SOURCE DOCUMENT =
Left powerless and unable to get specialist care for his six-year-old daughter in Libya or a visa for treatment abroad, Abdulhakim Shaybi bought a motor boat and set off with her last month across the Mediterranean.

Two-and-a-half hours into their journey from Sabratha in western Libya, they reached a European ship deployed to rescue migrants, Reuters reported.

“I raised a white flag to the ship in a sign of peace,” Shaybi said from the Italian city of Genoa, where his daughter Sajida, who has the rare blood cell disease aplastic anemia, is now undergoing tests.

“My friend told them that we have a sick little girl.”

The story was quickly picked up on social media as an example of the tragic consequences of Libya’s health system collapsing amid poor security, a funding crisis, and chronic shortages of staff and medicine.

Shaybi said he decided on the boat trip after visiting Tripoli Central Hospital earlier this year and had found it “in a disastrous condition, one hundred times worse than before. There was no nursing staff at night, no medicine, and no health care at all.”

Afflicted by power and water cuts and starved of resources, the hospital is now in a forlorn state.

Three months ago the emergency room was shut after one male nurse was shot and another was beaten. The morgue has run out of space because staff are waiting for authorization to bury bodies unspoken for.

Of 250 foreign nurses, just 40 are left, and female Libyan nurses are afraid to work because of security threats.

“We are only conducting emergency operations now,” General Manager Mukhtar al-Habbas told Reuters.

“We have no anesthetic, sterilizing materials, or medical gauze, so how we can work?,” he added.

Point localization data:
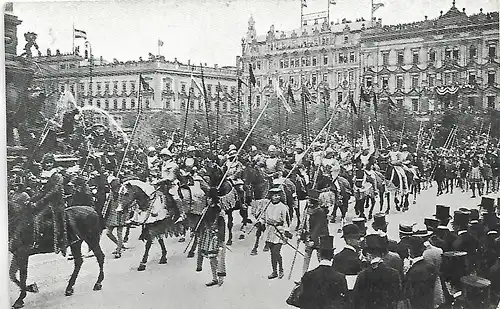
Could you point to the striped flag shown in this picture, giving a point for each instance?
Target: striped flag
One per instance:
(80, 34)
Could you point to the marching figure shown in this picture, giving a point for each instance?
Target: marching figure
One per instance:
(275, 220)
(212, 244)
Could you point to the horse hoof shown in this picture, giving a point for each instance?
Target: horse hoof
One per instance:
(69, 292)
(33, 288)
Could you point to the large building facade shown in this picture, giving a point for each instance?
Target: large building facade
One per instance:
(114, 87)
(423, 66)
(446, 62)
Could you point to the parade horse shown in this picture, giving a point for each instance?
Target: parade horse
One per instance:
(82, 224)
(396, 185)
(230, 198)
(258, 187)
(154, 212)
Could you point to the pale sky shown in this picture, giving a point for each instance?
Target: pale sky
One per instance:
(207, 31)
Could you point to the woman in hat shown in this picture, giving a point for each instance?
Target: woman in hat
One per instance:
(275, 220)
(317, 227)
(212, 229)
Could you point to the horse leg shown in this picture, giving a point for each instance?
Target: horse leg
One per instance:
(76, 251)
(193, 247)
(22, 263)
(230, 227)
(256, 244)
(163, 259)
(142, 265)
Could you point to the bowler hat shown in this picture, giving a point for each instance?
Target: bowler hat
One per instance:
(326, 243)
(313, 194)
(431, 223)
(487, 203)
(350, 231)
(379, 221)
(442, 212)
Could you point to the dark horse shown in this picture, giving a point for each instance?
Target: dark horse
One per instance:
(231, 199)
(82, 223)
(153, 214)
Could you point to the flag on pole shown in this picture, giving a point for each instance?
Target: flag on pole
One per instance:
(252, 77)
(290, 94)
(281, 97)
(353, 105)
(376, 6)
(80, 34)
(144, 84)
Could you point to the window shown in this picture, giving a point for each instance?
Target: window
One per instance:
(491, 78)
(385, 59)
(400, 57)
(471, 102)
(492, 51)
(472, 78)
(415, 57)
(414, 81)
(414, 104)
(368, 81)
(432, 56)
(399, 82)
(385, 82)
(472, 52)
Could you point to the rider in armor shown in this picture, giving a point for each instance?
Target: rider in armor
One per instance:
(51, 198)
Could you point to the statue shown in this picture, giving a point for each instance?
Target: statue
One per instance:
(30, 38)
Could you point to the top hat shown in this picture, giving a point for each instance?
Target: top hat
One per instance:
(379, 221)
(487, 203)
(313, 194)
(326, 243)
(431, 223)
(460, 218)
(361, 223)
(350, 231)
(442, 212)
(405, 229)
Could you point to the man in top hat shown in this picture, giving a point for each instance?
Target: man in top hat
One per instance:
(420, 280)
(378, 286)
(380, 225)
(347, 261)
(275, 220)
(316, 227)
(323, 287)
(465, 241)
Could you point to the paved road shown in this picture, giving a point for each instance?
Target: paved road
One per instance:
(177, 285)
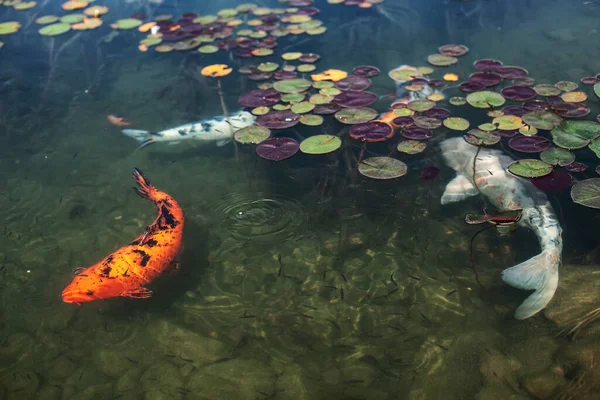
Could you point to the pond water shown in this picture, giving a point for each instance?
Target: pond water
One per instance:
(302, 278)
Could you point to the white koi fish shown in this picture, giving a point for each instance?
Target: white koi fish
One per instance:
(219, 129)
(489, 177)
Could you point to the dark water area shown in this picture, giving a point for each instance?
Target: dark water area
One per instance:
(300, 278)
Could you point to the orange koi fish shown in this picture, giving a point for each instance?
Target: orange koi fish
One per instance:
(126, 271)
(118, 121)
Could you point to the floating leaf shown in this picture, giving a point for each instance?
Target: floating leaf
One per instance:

WHAT YOU HAVE TO DO = Retype the whole text about the Libyan father's boat trip with his sick daughter, word for word. The lines are not needed for this.

RESPONSE FOR THIS EXERCISE =
Left powerless and unable to get specialist care for his six-year-old daughter in Libya or a visa for treatment abroad, Abdulhakim Shaybi bought a motor boat and set off with her last month across the Mediterranean.

Two-and-a-half hours into their journey from Sabratha in western Libya, they reached a European ship deployed to rescue migrants, Reuters reported.

“I raised a white flag to the ship in a sign of peace,” Shaybi said from the Italian city of Genoa, where his daughter Sajida, who has the rare blood cell disease aplastic anemia, is now undergoing tests.

“My friend told them that we have a sick little girl.”

The story was quickly picked up on social media as an example of the tragic consequences of Libya’s health system collapsing amid poor security, a funding crisis, and chronic shortages of staff and medicine.

Shaybi said he decided on the boat trip after visiting Tripoli Central Hospital earlier this year and had found it “in a disastrous condition, one hundred times worse than before. There was no nursing staff at night, no medicine, and no health care at all.”

Afflicted by power and water cuts and starved of resources, the hospital is now in a forlorn state.

Three months ago the emergency room was shut after one male nurse was shot and another was beaten. The morgue has run out of space because staff are waiting for authorization to bury bodies unspoken for.

Of 250 foreign nurses, just 40 are left, and female Libyan nurses are afraid to work because of security threats.

“We are only conducting emergency operations now,” General Manager Mukhtar al-Habbas told Reuters.

“We have no anesthetic, sterilizing materials, or medical gauze, so how we can work?,” he added.